EXERCISE OBJECTIVE.
Needed from the data below: every line from the one with "target | white wall" up to and including the one with "target | short gray hair", repeated exactly and with nothing else.

EXERCISE INPUTS.
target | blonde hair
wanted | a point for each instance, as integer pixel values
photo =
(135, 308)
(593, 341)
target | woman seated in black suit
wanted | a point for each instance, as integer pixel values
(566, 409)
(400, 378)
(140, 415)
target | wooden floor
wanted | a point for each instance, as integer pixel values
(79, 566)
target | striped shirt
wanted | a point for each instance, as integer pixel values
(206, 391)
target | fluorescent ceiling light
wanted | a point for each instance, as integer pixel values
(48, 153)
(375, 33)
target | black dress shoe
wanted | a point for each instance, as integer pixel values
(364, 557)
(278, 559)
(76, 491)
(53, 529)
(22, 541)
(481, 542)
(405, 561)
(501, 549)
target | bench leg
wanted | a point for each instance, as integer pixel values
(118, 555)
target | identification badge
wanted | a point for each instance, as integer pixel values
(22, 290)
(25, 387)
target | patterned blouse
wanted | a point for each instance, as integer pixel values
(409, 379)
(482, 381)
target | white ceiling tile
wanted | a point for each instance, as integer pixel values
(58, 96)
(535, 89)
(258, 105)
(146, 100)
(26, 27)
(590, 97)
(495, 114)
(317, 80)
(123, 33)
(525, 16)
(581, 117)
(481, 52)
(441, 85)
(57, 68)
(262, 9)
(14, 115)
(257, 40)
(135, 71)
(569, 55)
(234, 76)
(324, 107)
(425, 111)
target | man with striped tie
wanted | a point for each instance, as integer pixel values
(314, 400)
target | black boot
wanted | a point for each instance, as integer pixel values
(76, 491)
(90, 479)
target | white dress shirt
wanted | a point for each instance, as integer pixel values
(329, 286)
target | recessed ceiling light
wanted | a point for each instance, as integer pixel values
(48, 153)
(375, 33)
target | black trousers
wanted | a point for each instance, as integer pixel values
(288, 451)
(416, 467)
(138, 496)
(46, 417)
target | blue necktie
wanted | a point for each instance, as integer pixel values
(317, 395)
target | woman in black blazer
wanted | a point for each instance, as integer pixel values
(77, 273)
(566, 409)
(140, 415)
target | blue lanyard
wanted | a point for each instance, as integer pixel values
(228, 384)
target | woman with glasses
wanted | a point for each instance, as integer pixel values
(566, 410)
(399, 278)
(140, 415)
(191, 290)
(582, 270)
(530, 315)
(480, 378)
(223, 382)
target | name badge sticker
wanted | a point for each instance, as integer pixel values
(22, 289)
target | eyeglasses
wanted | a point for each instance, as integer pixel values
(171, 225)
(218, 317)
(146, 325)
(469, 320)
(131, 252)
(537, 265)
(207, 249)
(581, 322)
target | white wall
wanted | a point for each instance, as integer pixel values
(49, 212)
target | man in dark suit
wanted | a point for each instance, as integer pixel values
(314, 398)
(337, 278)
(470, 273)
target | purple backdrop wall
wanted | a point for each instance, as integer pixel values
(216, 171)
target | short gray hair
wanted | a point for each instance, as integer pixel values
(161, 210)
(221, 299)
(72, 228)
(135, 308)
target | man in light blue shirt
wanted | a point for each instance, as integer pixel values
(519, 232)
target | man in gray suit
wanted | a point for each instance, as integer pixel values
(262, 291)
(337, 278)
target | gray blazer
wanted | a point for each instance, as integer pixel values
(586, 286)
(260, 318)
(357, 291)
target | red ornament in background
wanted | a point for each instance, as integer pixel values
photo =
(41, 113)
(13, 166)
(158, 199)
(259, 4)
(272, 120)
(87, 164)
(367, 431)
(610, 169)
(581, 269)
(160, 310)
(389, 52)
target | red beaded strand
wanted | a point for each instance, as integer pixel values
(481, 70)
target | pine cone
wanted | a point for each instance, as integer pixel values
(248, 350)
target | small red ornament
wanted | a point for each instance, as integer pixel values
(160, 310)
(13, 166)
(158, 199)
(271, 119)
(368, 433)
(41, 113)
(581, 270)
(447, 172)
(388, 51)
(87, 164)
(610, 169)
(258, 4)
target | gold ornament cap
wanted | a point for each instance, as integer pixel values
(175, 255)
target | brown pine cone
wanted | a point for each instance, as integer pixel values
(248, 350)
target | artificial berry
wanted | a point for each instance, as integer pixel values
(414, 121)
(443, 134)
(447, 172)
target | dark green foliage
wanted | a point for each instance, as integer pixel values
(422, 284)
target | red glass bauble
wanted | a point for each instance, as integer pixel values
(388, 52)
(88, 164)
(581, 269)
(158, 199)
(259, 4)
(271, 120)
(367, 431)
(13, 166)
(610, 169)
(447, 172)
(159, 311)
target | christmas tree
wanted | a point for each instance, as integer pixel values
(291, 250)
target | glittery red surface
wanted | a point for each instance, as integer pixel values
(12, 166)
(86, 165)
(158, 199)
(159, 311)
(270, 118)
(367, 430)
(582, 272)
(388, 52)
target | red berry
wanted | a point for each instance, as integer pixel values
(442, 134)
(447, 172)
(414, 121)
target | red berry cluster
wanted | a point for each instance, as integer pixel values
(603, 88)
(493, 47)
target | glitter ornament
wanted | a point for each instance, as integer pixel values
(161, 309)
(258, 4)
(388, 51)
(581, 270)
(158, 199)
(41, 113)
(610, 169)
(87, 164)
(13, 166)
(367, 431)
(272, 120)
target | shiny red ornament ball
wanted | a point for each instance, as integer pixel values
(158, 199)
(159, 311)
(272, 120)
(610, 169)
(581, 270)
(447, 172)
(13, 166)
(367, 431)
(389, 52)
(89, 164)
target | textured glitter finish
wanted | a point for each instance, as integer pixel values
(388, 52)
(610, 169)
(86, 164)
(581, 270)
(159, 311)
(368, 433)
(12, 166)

RESPONSE AREA.
target | white wall
wanted | a point for each instance, as integer pixel values
(49, 212)
target | man in dark suit
wanted | a point for each instance, as integer pixel values
(314, 398)
(337, 278)
(470, 273)
target | purple backdrop wall
wanted | a point for each instance, as integer pixel values
(216, 171)
target | short gray hair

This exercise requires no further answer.